Swap "red dress" for "blue dress" in the stretch from the start of the lines through the line containing "Trace every instance of the red dress now.", and give that stretch again with nothing else changed. Leave the pictures out of the answer.
# Start of Dataset entries
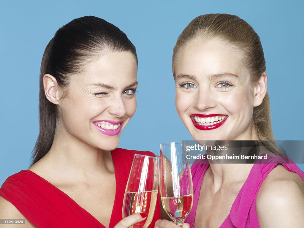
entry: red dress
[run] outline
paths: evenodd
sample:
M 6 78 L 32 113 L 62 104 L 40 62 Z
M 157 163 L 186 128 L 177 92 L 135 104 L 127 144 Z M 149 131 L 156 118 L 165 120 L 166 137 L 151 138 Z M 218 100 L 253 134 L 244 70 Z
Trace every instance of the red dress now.
M 134 154 L 155 156 L 151 152 L 119 148 L 111 154 L 116 187 L 109 227 L 122 219 L 125 190 Z M 0 188 L 0 196 L 37 227 L 105 227 L 65 193 L 30 170 L 22 170 L 9 177 Z M 158 197 L 154 217 L 149 227 L 154 227 L 160 218 Z

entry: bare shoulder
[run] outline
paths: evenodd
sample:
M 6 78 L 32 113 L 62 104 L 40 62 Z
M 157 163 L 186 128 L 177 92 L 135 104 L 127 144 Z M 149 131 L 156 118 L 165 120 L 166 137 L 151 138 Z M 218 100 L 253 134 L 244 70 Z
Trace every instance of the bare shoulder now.
M 256 206 L 261 228 L 304 227 L 304 181 L 278 165 L 262 184 Z
M 25 224 L 9 225 L 10 227 L 32 228 L 36 227 L 18 210 L 11 203 L 0 196 L 0 219 L 25 219 Z M 0 228 L 6 228 L 7 224 L 0 224 Z

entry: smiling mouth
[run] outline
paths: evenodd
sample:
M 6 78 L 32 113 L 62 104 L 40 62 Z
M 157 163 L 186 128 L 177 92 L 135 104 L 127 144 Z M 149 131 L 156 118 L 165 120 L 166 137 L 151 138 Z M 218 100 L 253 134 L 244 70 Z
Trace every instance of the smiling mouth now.
M 94 124 L 96 126 L 107 130 L 116 130 L 119 127 L 121 123 L 119 123 L 117 124 L 113 124 L 105 121 L 96 121 L 94 123 Z
M 228 117 L 226 115 L 215 116 L 204 118 L 196 116 L 192 116 L 191 118 L 196 124 L 202 126 L 210 126 L 223 121 Z

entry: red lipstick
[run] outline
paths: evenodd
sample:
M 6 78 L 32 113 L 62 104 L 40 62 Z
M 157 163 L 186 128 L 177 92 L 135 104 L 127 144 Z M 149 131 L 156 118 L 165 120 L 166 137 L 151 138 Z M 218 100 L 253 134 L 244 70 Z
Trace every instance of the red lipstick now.
M 214 124 L 212 124 L 211 125 L 207 125 L 205 126 L 205 125 L 200 125 L 199 124 L 198 124 L 196 123 L 195 122 L 195 120 L 194 119 L 194 116 L 198 116 L 198 117 L 202 117 L 203 118 L 207 118 L 208 117 L 211 117 L 212 116 L 226 116 L 226 119 L 223 120 L 219 123 L 216 123 Z M 214 129 L 216 129 L 218 127 L 221 126 L 224 123 L 226 122 L 226 120 L 228 118 L 228 116 L 227 115 L 223 115 L 221 114 L 192 114 L 190 116 L 190 118 L 191 119 L 191 120 L 192 121 L 192 123 L 193 123 L 193 125 L 194 125 L 194 126 L 197 128 L 199 130 L 212 130 Z M 192 117 L 193 116 L 193 117 Z

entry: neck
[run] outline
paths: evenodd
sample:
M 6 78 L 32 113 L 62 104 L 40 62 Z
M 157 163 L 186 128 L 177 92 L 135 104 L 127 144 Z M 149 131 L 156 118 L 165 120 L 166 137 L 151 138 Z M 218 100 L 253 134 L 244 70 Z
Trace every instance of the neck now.
M 244 183 L 248 177 L 253 164 L 210 164 L 209 175 L 214 190 L 217 192 L 223 186 Z
M 231 140 L 259 140 L 253 121 L 246 132 L 240 134 L 240 137 Z M 223 186 L 244 183 L 248 177 L 254 165 L 246 164 L 216 164 L 212 162 L 209 162 L 209 175 L 213 181 L 215 191 L 218 191 Z

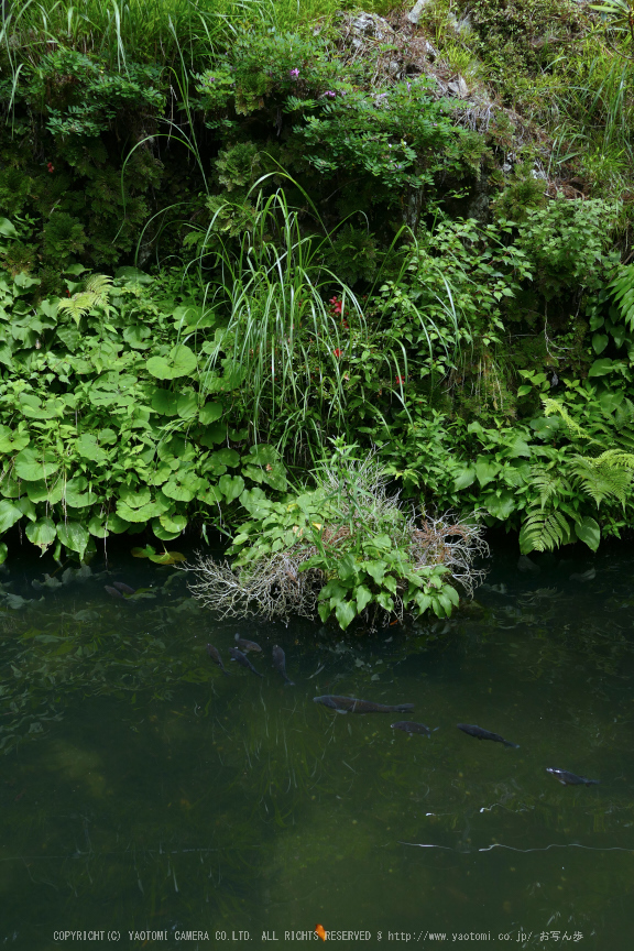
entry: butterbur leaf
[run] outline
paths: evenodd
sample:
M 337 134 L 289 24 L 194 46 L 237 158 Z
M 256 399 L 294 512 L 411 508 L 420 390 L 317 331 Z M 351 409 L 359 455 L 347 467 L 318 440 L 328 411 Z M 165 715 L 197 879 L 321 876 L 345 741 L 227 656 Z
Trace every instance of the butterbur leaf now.
M 44 554 L 57 537 L 53 520 L 39 518 L 37 522 L 32 522 L 26 526 L 26 537 L 33 545 L 37 545 L 42 549 L 42 554 Z
M 149 558 L 150 555 L 156 554 L 156 549 L 152 545 L 146 545 L 145 548 L 132 548 L 130 554 L 133 558 Z
M 185 343 L 173 347 L 167 357 L 151 357 L 145 369 L 158 380 L 176 380 L 189 376 L 197 367 L 196 354 Z
M 88 529 L 79 522 L 61 522 L 57 525 L 57 537 L 70 551 L 76 551 L 79 558 L 84 557 L 86 546 L 90 538 Z
M 29 482 L 47 479 L 57 471 L 58 462 L 50 449 L 35 450 L 32 447 L 22 449 L 15 456 L 15 474 Z
M 594 518 L 587 517 L 576 522 L 575 532 L 581 542 L 584 542 L 592 551 L 597 551 L 601 542 L 601 528 Z
M 178 416 L 182 419 L 193 419 L 198 414 L 198 397 L 196 393 L 182 393 L 178 397 Z
M 368 606 L 372 600 L 372 592 L 365 584 L 359 584 L 357 588 L 357 611 L 359 614 Z
M 95 436 L 89 433 L 83 433 L 75 442 L 75 448 L 83 459 L 90 459 L 92 462 L 103 462 L 108 459 L 107 453 L 101 449 Z
M 342 631 L 350 625 L 357 615 L 357 609 L 351 601 L 338 601 L 335 605 L 335 615 Z
M 30 441 L 29 433 L 10 429 L 9 426 L 0 426 L 0 452 L 19 452 Z
M 156 389 L 152 394 L 152 408 L 163 416 L 176 416 L 178 413 L 178 394 L 172 390 Z
M 0 535 L 8 532 L 22 517 L 22 512 L 8 499 L 0 501 Z
M 222 416 L 222 406 L 220 403 L 206 403 L 200 409 L 198 418 L 204 426 L 209 426 L 216 423 Z
M 176 512 L 164 512 L 158 521 L 167 532 L 184 532 L 187 527 L 187 516 Z
M 90 535 L 94 535 L 95 538 L 107 538 L 110 534 L 106 528 L 103 520 L 98 515 L 94 515 L 88 522 L 88 532 Z
M 227 502 L 232 502 L 233 499 L 238 499 L 242 493 L 244 480 L 241 476 L 222 476 L 218 480 L 218 488 L 227 499 Z
M 280 453 L 273 446 L 261 442 L 259 446 L 252 446 L 249 455 L 242 458 L 243 462 L 252 466 L 273 466 L 280 458 Z

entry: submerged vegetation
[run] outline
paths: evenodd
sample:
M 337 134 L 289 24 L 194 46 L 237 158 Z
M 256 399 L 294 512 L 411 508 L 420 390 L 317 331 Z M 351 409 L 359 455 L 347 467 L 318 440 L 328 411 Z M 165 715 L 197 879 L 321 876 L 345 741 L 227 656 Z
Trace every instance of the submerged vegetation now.
M 372 626 L 631 525 L 622 4 L 4 9 L 2 559 L 220 531 L 228 610 Z

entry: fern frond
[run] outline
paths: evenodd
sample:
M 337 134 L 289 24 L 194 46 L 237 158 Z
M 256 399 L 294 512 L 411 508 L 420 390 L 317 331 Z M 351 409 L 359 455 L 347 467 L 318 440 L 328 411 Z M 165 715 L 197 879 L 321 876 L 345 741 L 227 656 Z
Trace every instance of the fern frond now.
M 528 551 L 553 551 L 569 540 L 570 524 L 558 510 L 534 511 L 520 532 L 520 547 L 525 555 Z
M 542 403 L 544 404 L 545 416 L 551 416 L 553 413 L 558 413 L 569 433 L 573 433 L 579 439 L 588 439 L 590 442 L 597 441 L 589 433 L 579 426 L 575 419 L 572 419 L 566 406 L 557 400 L 551 400 L 549 396 L 542 396 Z
M 108 274 L 91 274 L 85 283 L 85 289 L 107 300 L 111 284 L 112 277 L 109 277 Z
M 84 314 L 98 305 L 108 303 L 108 293 L 112 278 L 107 274 L 92 274 L 85 282 L 84 291 L 78 291 L 68 300 L 62 300 L 57 307 L 57 313 L 66 311 L 73 317 L 77 326 Z
M 622 449 L 608 449 L 594 459 L 575 456 L 570 470 L 597 507 L 610 496 L 625 505 L 634 477 L 634 456 Z
M 539 506 L 543 510 L 554 495 L 570 489 L 568 481 L 561 474 L 545 466 L 531 467 L 531 487 L 539 492 Z

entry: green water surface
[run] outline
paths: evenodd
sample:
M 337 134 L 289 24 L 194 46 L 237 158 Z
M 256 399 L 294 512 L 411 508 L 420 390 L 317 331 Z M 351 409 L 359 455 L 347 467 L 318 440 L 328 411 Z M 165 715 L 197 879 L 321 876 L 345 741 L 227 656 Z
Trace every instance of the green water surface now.
M 341 948 L 634 948 L 631 547 L 500 546 L 449 622 L 363 637 L 218 622 L 123 550 L 44 560 L 0 577 L 0 948 L 316 947 L 317 922 Z

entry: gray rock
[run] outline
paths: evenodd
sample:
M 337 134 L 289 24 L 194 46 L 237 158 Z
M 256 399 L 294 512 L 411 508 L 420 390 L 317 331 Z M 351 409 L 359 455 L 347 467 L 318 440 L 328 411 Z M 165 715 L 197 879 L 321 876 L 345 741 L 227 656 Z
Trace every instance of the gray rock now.
M 423 10 L 424 10 L 425 7 L 427 7 L 430 2 L 431 2 L 431 0 L 416 0 L 416 3 L 414 4 L 414 8 L 413 8 L 413 9 L 409 11 L 409 13 L 407 14 L 407 19 L 409 20 L 409 22 L 411 22 L 411 23 L 414 23 L 414 25 L 416 25 L 416 23 L 418 23 L 418 20 L 420 19 L 420 15 L 422 15 L 422 13 L 423 13 Z
M 462 76 L 457 76 L 455 79 L 451 79 L 447 85 L 447 88 L 449 89 L 449 92 L 457 96 L 459 99 L 466 99 L 469 95 L 469 87 Z
M 380 43 L 386 43 L 394 36 L 387 21 L 376 13 L 359 13 L 350 21 L 350 29 L 361 39 L 378 40 Z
# End of Dataset entries
- [Full response]:
entry: blue dress
[run] outline
paths: evenodd
sample:
M 6 78 L 32 113 L 62 104 L 40 62 Z
M 157 163 L 186 128 L 177 92 L 135 104 L 127 144 Z M 149 131 L 156 118 L 165 120 L 166 137 L 151 138 Z M 218 100 L 253 134 L 244 70 Z
Trace every instance of the blue dress now.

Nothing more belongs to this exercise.